--- MATERIAL TO PROCESS Enclosed Below ---

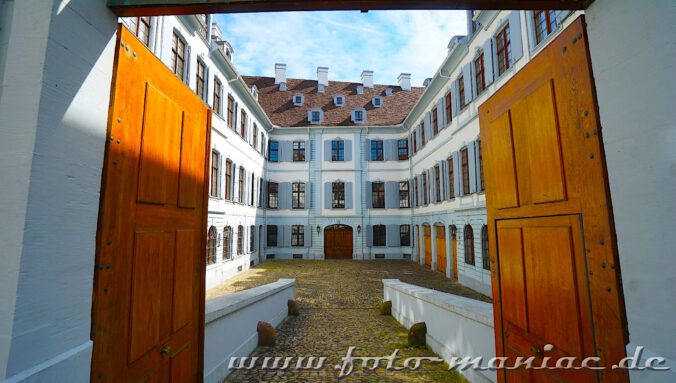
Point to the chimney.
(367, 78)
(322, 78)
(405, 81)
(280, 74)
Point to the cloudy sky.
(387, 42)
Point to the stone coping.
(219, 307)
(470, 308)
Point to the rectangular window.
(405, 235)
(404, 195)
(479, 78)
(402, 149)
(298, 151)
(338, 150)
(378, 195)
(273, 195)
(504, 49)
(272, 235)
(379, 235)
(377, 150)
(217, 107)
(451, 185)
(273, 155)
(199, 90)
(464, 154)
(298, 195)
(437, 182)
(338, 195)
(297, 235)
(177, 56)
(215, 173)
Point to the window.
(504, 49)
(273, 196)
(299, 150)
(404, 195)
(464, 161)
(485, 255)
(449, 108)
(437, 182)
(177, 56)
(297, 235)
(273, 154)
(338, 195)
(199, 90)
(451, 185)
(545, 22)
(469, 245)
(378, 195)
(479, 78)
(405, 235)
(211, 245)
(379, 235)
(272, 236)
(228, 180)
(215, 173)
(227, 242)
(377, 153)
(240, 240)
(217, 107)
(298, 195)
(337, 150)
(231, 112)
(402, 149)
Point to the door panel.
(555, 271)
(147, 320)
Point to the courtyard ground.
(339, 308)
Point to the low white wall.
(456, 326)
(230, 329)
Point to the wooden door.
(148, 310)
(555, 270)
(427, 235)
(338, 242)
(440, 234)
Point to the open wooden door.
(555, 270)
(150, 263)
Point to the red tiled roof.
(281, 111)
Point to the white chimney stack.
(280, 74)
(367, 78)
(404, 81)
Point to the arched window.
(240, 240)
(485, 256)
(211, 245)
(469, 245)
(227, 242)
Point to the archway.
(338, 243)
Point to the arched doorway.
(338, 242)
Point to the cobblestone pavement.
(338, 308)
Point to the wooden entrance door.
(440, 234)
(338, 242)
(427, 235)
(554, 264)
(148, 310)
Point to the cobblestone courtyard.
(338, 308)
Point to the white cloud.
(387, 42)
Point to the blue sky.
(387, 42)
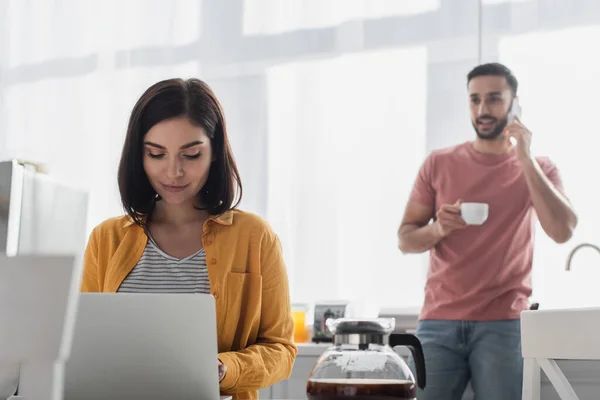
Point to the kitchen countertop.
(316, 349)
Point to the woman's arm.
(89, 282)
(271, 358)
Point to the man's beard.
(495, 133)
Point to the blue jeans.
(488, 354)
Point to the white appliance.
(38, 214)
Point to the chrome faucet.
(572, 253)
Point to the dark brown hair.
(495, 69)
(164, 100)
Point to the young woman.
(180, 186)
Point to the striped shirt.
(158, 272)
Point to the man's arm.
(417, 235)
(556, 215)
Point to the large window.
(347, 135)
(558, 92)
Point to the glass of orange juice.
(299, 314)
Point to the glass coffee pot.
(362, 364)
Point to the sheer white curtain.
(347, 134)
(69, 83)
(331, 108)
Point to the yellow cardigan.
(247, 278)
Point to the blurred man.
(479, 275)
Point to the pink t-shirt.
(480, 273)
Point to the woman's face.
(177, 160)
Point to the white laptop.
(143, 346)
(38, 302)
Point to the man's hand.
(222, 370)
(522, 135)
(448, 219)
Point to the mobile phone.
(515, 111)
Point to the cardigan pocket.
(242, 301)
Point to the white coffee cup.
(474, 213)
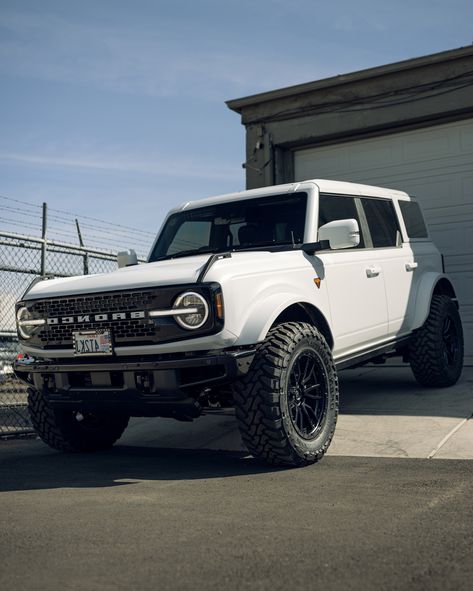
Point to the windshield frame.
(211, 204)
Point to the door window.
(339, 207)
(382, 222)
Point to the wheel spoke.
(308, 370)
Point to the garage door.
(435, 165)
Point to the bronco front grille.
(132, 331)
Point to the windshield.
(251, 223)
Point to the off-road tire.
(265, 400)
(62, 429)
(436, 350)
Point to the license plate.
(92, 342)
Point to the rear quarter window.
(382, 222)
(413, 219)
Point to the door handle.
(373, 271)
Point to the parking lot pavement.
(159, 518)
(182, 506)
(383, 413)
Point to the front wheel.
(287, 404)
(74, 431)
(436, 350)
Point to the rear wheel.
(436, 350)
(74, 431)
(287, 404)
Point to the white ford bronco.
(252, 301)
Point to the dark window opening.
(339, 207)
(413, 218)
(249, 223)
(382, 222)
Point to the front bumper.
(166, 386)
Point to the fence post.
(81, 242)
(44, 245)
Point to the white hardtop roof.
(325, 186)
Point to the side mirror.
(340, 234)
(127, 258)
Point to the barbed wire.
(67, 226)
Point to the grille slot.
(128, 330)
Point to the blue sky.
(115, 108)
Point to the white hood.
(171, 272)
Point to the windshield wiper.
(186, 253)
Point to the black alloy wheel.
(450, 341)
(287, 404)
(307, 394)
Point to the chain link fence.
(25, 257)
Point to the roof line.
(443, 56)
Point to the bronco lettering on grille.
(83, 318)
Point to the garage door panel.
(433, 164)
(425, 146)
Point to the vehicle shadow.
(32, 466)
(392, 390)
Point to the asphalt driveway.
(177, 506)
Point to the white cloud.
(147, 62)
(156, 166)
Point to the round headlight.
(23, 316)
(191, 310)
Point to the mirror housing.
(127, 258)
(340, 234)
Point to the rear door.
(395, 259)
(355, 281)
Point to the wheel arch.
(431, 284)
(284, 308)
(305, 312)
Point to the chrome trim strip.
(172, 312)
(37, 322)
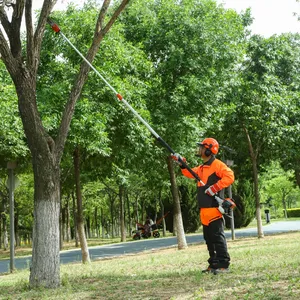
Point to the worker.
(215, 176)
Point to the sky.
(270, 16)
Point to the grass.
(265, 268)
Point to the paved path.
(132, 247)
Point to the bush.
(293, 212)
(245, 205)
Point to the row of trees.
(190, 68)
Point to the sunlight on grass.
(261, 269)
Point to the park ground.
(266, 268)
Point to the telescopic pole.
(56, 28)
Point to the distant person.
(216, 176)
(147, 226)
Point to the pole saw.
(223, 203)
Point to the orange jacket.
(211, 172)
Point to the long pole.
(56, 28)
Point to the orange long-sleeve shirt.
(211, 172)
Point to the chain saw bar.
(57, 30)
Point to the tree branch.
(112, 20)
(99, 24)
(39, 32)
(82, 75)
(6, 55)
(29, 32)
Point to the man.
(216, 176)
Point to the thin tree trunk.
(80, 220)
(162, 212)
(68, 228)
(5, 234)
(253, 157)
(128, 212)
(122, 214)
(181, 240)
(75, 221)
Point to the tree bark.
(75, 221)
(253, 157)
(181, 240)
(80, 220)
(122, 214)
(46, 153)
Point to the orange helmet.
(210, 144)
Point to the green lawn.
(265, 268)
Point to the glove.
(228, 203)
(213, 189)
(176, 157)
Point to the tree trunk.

--- End of Enclosed MATERIAL TO PROCESS ---

» **TASK GOAL**
Repeat the data word for word. Images are not part of the copy.

» **RESPONSE AREA**
Point to the chimney.
(367, 78)
(322, 78)
(405, 81)
(280, 74)
Point to the cloudy sky.
(387, 42)
Point to the stone coping.
(219, 307)
(470, 308)
Point to the rectangular window.
(405, 235)
(404, 195)
(479, 78)
(402, 149)
(298, 151)
(338, 150)
(378, 195)
(273, 195)
(504, 49)
(272, 235)
(379, 235)
(377, 150)
(217, 107)
(451, 185)
(273, 155)
(199, 90)
(464, 154)
(298, 195)
(437, 182)
(338, 195)
(297, 235)
(177, 56)
(215, 173)
Point to the window.
(504, 49)
(273, 196)
(299, 150)
(404, 195)
(464, 161)
(485, 255)
(449, 108)
(437, 182)
(177, 56)
(297, 235)
(273, 154)
(338, 195)
(199, 90)
(451, 185)
(545, 22)
(469, 245)
(378, 195)
(479, 78)
(405, 235)
(211, 245)
(379, 235)
(272, 236)
(228, 180)
(215, 173)
(227, 242)
(377, 153)
(240, 240)
(217, 107)
(298, 195)
(337, 150)
(231, 112)
(402, 149)
Point to the door panel.
(555, 271)
(147, 320)
Point to the courtyard ground.
(339, 308)
Point to the low white wall.
(456, 326)
(230, 329)
Point to the wooden door.
(148, 310)
(555, 270)
(427, 235)
(338, 242)
(440, 234)
Point to the open wooden door.
(555, 270)
(150, 263)
Point to the red tiled roof.
(281, 111)
Point to the white chimney stack.
(280, 74)
(367, 78)
(404, 81)
Point to the arched window.
(240, 240)
(485, 256)
(211, 245)
(469, 245)
(227, 242)
Point to the archway.
(338, 243)
Point to the arched doorway.
(338, 242)
Point to the cobblestone pavement.
(338, 308)
Point to the wooden entrance door.
(440, 234)
(338, 242)
(427, 235)
(554, 264)
(148, 310)
Point to the cobblestone courtyard.
(338, 308)
Point to the white cloud.
(387, 42)
Point to the blue sky.
(387, 42)
Point to the kitchen countertop.
(316, 349)
Point to the woman's arm.
(89, 282)
(271, 358)
Point to the man's beard.
(495, 133)
Point to the blue jeans.
(488, 354)
Point to the white appliance.
(38, 214)
Point to the chrome faucet.
(572, 253)
Point to the dark brown hair.
(495, 69)
(164, 100)
Point to the young woman.
(180, 186)
Point to the striped shirt.
(158, 272)
Point to the man's arm.
(417, 235)
(556, 215)
Point to the large window.
(347, 135)
(558, 92)
Point to the glass of orange juice.
(299, 314)
Point to the glass coffee pot.
(362, 364)
Point to the sheer white curtain.
(347, 134)
(69, 83)
(331, 108)
Point to the yellow cardigan.
(247, 278)
Point to the blurred man.
(479, 275)
Point to the pink t-shirt.
(480, 273)
Point to the woman's face.
(177, 160)
Point to the white laptop.
(143, 346)
(38, 302)
Point to the man's hand.
(222, 370)
(522, 135)
(448, 219)
Point to the mobile phone.
(515, 111)
Point to the cardigan pocket.
(242, 301)
Point to the white coffee cup.
(474, 213)
Point to the windshield frame.
(211, 204)
Point to the door window.
(339, 207)
(382, 222)
Point to the wheel spoke.
(308, 370)
Point to the garage door.
(435, 165)
Point to the bronco front grille.
(132, 331)
Point to the windshield.
(251, 223)
Point to the off-road tire.
(265, 400)
(62, 429)
(436, 350)
Point to the license plate.
(92, 342)
Point to the rear quarter window.
(382, 222)
(413, 219)
Point to the door handle.
(373, 271)
Point to the parking lot pavement.
(159, 518)
(182, 506)
(383, 413)
Point to the front wheel.
(287, 404)
(74, 431)
(436, 350)
Point to the rear wheel.
(436, 350)
(74, 431)
(287, 404)
Point to the white ford bronco.
(252, 301)
Point to the dark window opening.
(339, 207)
(413, 218)
(249, 223)
(382, 222)
Point to the front bumper.
(166, 386)
Point to the fence post.
(81, 242)
(44, 245)
Point to the white hardtop roof.
(325, 186)
Point to the side mirror.
(340, 234)
(127, 258)
Point to the barbed wire.
(67, 226)
Point to the grille slot.
(128, 330)
Point to the blue sky.
(115, 108)
Point to the white hood.
(171, 272)
Point to the windshield wiper.
(186, 253)
Point to the black alloy wheel.
(450, 341)
(287, 404)
(307, 394)
Point to the chain link fence.
(25, 257)
Point to the roof line.
(443, 56)
Point to the bronco lettering on grille.
(83, 318)
Point to the garage door panel.
(433, 164)
(425, 146)
Point to the vehicle shadow.
(32, 466)
(392, 390)
Point to the asphalt driveway.
(177, 506)
Point to the white cloud.
(147, 62)
(156, 166)
Point to the round headlight.
(23, 316)
(191, 310)
Point to the mirror housing.
(127, 258)
(340, 234)
Point to the rear door.
(395, 259)
(355, 281)
Point to the wheel arch.
(431, 284)
(284, 308)
(305, 312)
Point to the chrome trim strip.
(172, 312)
(37, 322)
Point to the worker.
(215, 176)
Point to the sky.
(270, 16)
Point to the grass.
(265, 268)
Point to the paved path.
(132, 247)
Point to the bush.
(293, 212)
(245, 205)
Point to the row of trees.
(190, 68)
Point to the sunlight on grass.
(261, 269)
Point to the park ground.
(266, 268)
Point to the telescopic pole.
(56, 28)
Point to the distant person.
(216, 176)
(147, 226)
Point to the pole saw.
(223, 203)
Point to the orange jacket.
(211, 172)
Point to the long pole.
(56, 28)
Point to the orange long-sleeve shirt.
(211, 172)
Point to the chain saw bar.
(57, 30)
Point to the tree branch.
(112, 20)
(99, 24)
(39, 32)
(82, 75)
(6, 55)
(29, 32)
Point to the man.
(216, 176)
Point to the thin tree trunk.
(80, 220)
(162, 212)
(68, 228)
(5, 234)
(253, 157)
(128, 212)
(122, 214)
(181, 240)
(75, 221)
Point to the tree bark.
(75, 221)
(253, 157)
(181, 240)
(80, 220)
(122, 214)
(46, 153)
Point to the orange helmet.
(210, 144)
Point to the green lawn.
(265, 268)
Point to the glove.
(228, 203)
(213, 189)
(176, 157)
Point to the tree trunk.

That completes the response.